Coordinate annotation entries
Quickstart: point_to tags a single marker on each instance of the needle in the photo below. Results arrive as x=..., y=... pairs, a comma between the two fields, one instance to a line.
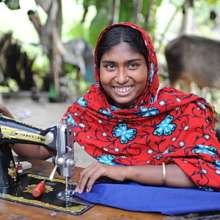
x=52, y=173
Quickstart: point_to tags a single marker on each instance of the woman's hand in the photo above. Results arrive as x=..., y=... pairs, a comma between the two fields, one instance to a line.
x=96, y=170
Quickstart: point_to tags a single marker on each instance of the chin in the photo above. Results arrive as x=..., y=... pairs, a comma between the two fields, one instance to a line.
x=123, y=103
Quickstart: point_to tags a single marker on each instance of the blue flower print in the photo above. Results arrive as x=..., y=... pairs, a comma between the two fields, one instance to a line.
x=217, y=164
x=70, y=120
x=82, y=102
x=210, y=150
x=105, y=112
x=146, y=112
x=201, y=105
x=166, y=127
x=106, y=159
x=114, y=108
x=124, y=133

What you have to do: Can you put the entries from the line containing "of the blue" through the end of the entries into a two-column CSV with columns named instruction and points? Give one row per entry, with its text under instruction and its answer under points, each field in double quotes and any line breaks turned into spaces.

Answer to the problem:
instruction,points
"Quickstart: point_to tags a single marker on each instance of the blue flower print in the photo above. Results arrive as x=..., y=... pairs, a comma between the two fields, one instance to a line.","x=217, y=164 x=70, y=120 x=82, y=102 x=210, y=150 x=105, y=112 x=146, y=112 x=201, y=105 x=166, y=127 x=106, y=159 x=114, y=108 x=124, y=133"